▶ _Stated problem A_
In the hiring discussion, how much did the outside graphic designers charge per hour?

▶ _Quoted passage_
= = = = =

Jan: The real failure is in the staffing that we did and not in the concept of the people that we had. Mark Powers of Adecca says, “You don’t want good employees. You want great employees or nothing.”
I put up with good employees for way too long, and it’s hard to fire somebody. That’s an area where I did fail, because I was not proactive enough with finding the right people.
Mark: My philosophy of hiring, I think we even did a class in this course. I did a segment on hiring. It’s hire the very best people you can get, pay them above market so they’ve got no place to go, and keep them.
It’s not that complicated, but it ends up being complicated if you end up with just something which is good. I think Mark Power’s advice is very good there, “See if you can get great.”
Jan: He also advises, ” Hire slowly and fire quickly.” If somebody is messing up fairly early on, don’t keep them around, don’t go through the changes. It’s not likely to happen.
Mark: They’re going to make your life miserable, and good employees make your life great. It really helps a lot.
Jan: A good team is a future. I think that’s another piece of sound advice.
Mark: If you’re solo, when do you know when you’re ready to have an employee?
Jan: If you’re work in nights, if you’re work in weekends, but before you hire somebody analyze how you’re spending your time. Maybe if you created some processes, you would be handling it more efficiently and don’t need the employee.
I would also very much suggest outsourcing which is much more available than when I was a young lawyer. You can communicate by the Internet. You can send PDF documents back and forth. You can do tremendous stuff.
Mark: You can hire a phone answering service. You can hire somebody to track…
Jan: I wouldn’t do that.
Mark: But you can. You can hire somebody to draft documents for you. You can hire somebody to do funding for you if you’re in estate planning. You can outsource an awful lot.
Jan: You can outsource marketing. You can do tremendous amounts of stuff. Before I hire even a part‑time employee and took on that liability, I would see how much that I could outsource.
It’s cheaper. It’s easier. The only thing, if you’re not getting along with them, you just don’t have to hire them again. You don’t have to fire them.
Mark: Don’t renew the contract next month. It didn’t work out, sorry.
[laughter]
Jan: Why don’t you quit talking to them? It’s much easier.
Mark: That is. That’s true.
Jan: It is increasingly prevail. If you go to the services at [inaudible, 0:09:29] , there’s stuff that wasn’t available when I started in this market 10 years ago.
Mark: There’s another side to that. I’ll argue the contrary just for the sake to give them choices. When I first started doing my business I’d hire outside graphic designers, and they would charge me $75 an hour.
I didn’t have the control with them where I could say, “Drop this project and do this one.” They would order their own work. They would tell me when they would deliver it, and we would agree to that.

= = = = =

▶ _Material provided_
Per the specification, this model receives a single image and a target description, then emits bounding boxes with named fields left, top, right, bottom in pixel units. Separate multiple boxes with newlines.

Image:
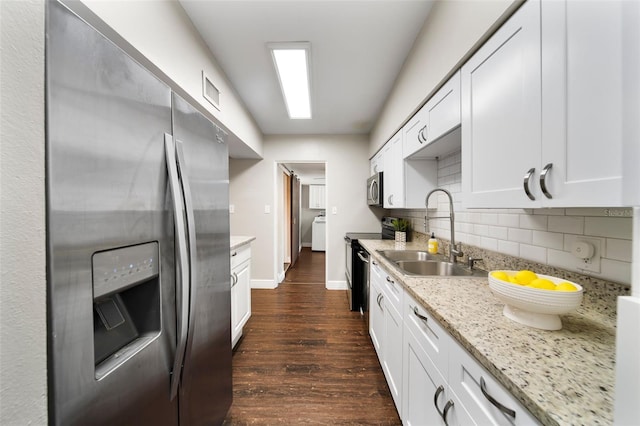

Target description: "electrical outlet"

left=566, top=235, right=603, bottom=274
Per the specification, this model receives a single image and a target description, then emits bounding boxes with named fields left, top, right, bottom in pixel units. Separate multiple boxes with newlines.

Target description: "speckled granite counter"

left=230, top=235, right=256, bottom=250
left=360, top=240, right=617, bottom=425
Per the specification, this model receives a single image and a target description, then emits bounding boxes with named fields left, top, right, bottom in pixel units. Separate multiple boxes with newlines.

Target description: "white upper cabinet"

left=540, top=0, right=624, bottom=207
left=461, top=0, right=622, bottom=208
left=382, top=131, right=404, bottom=209
left=403, top=71, right=460, bottom=158
left=461, top=0, right=541, bottom=208
left=622, top=1, right=640, bottom=206
left=369, top=149, right=384, bottom=176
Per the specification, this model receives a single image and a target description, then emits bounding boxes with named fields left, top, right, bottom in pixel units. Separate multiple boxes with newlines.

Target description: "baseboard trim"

left=326, top=281, right=348, bottom=290
left=251, top=280, right=278, bottom=290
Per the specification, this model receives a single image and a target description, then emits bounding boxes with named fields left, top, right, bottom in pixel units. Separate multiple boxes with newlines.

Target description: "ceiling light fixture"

left=267, top=42, right=311, bottom=119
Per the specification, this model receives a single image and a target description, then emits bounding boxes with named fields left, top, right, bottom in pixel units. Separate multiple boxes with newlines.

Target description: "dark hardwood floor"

left=224, top=249, right=401, bottom=425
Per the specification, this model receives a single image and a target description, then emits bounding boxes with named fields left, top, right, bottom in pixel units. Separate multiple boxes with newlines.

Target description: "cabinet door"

left=461, top=0, right=541, bottom=208
left=233, top=261, right=251, bottom=340
left=383, top=130, right=404, bottom=209
left=382, top=298, right=404, bottom=417
left=370, top=148, right=384, bottom=176
left=540, top=0, right=624, bottom=207
left=402, top=330, right=447, bottom=426
left=402, top=105, right=429, bottom=158
left=369, top=262, right=384, bottom=356
left=426, top=71, right=460, bottom=144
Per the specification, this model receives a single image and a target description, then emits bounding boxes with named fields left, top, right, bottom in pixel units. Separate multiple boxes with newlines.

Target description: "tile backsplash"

left=391, top=150, right=633, bottom=285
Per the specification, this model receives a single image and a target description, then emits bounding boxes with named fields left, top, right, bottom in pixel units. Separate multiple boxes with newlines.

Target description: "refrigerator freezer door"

left=173, top=93, right=232, bottom=425
left=46, top=1, right=178, bottom=425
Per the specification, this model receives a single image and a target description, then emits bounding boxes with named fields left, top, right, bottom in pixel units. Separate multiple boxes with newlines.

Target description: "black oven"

left=344, top=217, right=394, bottom=314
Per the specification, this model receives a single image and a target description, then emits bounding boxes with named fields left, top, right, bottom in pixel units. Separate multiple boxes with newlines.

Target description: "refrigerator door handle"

left=176, top=139, right=198, bottom=372
left=164, top=133, right=190, bottom=401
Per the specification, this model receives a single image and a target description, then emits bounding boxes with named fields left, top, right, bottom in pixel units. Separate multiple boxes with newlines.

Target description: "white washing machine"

left=311, top=216, right=327, bottom=251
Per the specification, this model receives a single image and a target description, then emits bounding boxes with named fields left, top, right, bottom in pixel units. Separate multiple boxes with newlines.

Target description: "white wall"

left=393, top=151, right=633, bottom=284
left=0, top=0, right=47, bottom=425
left=229, top=135, right=381, bottom=287
left=369, top=0, right=521, bottom=157
left=76, top=0, right=262, bottom=158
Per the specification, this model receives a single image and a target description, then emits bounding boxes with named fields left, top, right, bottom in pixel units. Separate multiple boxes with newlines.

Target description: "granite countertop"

left=230, top=235, right=256, bottom=250
left=359, top=240, right=616, bottom=425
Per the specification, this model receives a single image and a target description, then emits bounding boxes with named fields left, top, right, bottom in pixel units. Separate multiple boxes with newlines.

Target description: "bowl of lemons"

left=489, top=270, right=584, bottom=330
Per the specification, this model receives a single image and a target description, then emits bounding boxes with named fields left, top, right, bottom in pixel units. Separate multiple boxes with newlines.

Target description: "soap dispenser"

left=427, top=232, right=438, bottom=254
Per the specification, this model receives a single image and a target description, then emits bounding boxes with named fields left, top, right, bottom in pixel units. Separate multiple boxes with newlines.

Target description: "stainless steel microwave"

left=367, top=172, right=384, bottom=207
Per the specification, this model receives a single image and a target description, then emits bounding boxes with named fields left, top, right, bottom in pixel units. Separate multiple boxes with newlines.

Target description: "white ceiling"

left=179, top=0, right=432, bottom=134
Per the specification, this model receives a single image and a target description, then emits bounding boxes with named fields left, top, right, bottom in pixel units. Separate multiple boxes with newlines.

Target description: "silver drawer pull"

left=540, top=163, right=553, bottom=199
left=413, top=306, right=429, bottom=323
left=480, top=376, right=516, bottom=419
left=442, top=400, right=453, bottom=426
left=433, top=385, right=444, bottom=417
left=524, top=167, right=536, bottom=200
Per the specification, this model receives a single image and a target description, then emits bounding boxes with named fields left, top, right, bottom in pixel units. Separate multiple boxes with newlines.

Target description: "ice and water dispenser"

left=92, top=241, right=161, bottom=380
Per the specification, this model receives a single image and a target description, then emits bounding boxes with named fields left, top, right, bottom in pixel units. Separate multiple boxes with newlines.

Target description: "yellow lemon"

left=556, top=281, right=578, bottom=291
left=529, top=278, right=556, bottom=290
left=491, top=271, right=509, bottom=281
left=516, top=269, right=538, bottom=285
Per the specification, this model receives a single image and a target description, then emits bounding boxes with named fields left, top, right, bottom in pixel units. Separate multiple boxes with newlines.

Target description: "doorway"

left=278, top=162, right=327, bottom=283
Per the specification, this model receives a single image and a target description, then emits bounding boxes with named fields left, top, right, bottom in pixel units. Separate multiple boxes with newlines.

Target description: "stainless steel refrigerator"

left=46, top=1, right=232, bottom=425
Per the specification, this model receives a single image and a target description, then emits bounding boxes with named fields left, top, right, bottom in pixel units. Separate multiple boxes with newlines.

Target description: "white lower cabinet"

left=369, top=260, right=540, bottom=426
left=231, top=246, right=251, bottom=346
left=369, top=260, right=404, bottom=413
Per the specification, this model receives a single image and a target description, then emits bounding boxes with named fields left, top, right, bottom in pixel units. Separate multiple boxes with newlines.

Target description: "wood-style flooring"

left=224, top=249, right=401, bottom=425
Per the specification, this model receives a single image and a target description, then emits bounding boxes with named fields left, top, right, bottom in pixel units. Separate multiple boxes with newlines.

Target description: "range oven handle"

left=164, top=133, right=190, bottom=401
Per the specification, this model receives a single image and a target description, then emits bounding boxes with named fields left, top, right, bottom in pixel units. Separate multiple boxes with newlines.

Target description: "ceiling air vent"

left=202, top=71, right=220, bottom=111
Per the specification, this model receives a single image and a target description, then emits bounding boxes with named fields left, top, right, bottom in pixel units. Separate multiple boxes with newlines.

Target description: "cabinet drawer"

left=449, top=342, right=540, bottom=425
left=404, top=293, right=451, bottom=377
left=230, top=246, right=251, bottom=270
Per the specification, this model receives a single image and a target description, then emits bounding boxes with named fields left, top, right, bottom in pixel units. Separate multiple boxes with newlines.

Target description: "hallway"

left=225, top=248, right=400, bottom=425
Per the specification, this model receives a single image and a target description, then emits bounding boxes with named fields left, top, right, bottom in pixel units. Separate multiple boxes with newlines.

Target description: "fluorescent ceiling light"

left=267, top=42, right=311, bottom=119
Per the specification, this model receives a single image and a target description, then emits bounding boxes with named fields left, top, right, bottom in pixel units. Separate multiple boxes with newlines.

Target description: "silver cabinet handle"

left=540, top=163, right=553, bottom=199
left=413, top=306, right=429, bottom=323
left=524, top=167, right=536, bottom=200
left=418, top=124, right=427, bottom=144
left=480, top=376, right=516, bottom=419
left=164, top=133, right=190, bottom=400
left=433, top=385, right=444, bottom=417
left=369, top=180, right=378, bottom=203
left=442, top=400, right=453, bottom=426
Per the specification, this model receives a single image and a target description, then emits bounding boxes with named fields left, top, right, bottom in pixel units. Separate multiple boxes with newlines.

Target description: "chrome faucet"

left=424, top=188, right=464, bottom=263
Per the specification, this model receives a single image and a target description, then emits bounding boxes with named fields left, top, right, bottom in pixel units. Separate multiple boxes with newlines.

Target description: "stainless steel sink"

left=379, top=250, right=438, bottom=262
left=395, top=260, right=473, bottom=277
left=379, top=250, right=487, bottom=277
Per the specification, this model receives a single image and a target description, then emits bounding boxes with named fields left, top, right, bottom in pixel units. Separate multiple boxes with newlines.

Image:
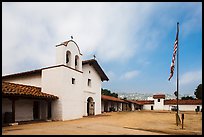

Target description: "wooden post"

left=181, top=114, right=184, bottom=129
left=12, top=99, right=16, bottom=123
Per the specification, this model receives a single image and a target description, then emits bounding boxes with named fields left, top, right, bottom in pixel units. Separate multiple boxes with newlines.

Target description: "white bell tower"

left=56, top=37, right=82, bottom=71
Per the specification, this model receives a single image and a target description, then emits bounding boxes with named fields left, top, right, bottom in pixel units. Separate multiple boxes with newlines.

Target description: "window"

left=88, top=79, right=91, bottom=87
left=66, top=51, right=71, bottom=64
left=75, top=55, right=79, bottom=69
left=72, top=78, right=75, bottom=84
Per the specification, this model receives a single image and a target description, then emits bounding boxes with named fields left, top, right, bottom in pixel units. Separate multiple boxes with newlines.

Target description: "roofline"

left=2, top=64, right=83, bottom=79
left=82, top=59, right=109, bottom=81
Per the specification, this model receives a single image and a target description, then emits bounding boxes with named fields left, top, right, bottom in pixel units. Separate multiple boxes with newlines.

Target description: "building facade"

left=2, top=40, right=109, bottom=121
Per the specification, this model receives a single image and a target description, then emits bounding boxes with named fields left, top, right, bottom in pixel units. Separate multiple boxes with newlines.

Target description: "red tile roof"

left=135, top=100, right=154, bottom=105
left=2, top=59, right=109, bottom=81
left=101, top=95, right=125, bottom=102
left=82, top=59, right=109, bottom=81
left=164, top=99, right=202, bottom=105
left=153, top=94, right=165, bottom=99
left=2, top=82, right=58, bottom=99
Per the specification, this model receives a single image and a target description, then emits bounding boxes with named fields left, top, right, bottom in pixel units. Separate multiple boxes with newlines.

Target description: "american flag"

left=168, top=23, right=179, bottom=80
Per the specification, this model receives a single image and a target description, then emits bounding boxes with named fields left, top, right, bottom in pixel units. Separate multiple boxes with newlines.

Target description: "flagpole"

left=176, top=22, right=179, bottom=126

= = = = =

▶ _Stated problem B_
Tally the lines in the rows above that contain the string "drawer", with case counting, and give only the number.

▶ _Expected output A_
$75 an hour.

▶ _Expected output B_
2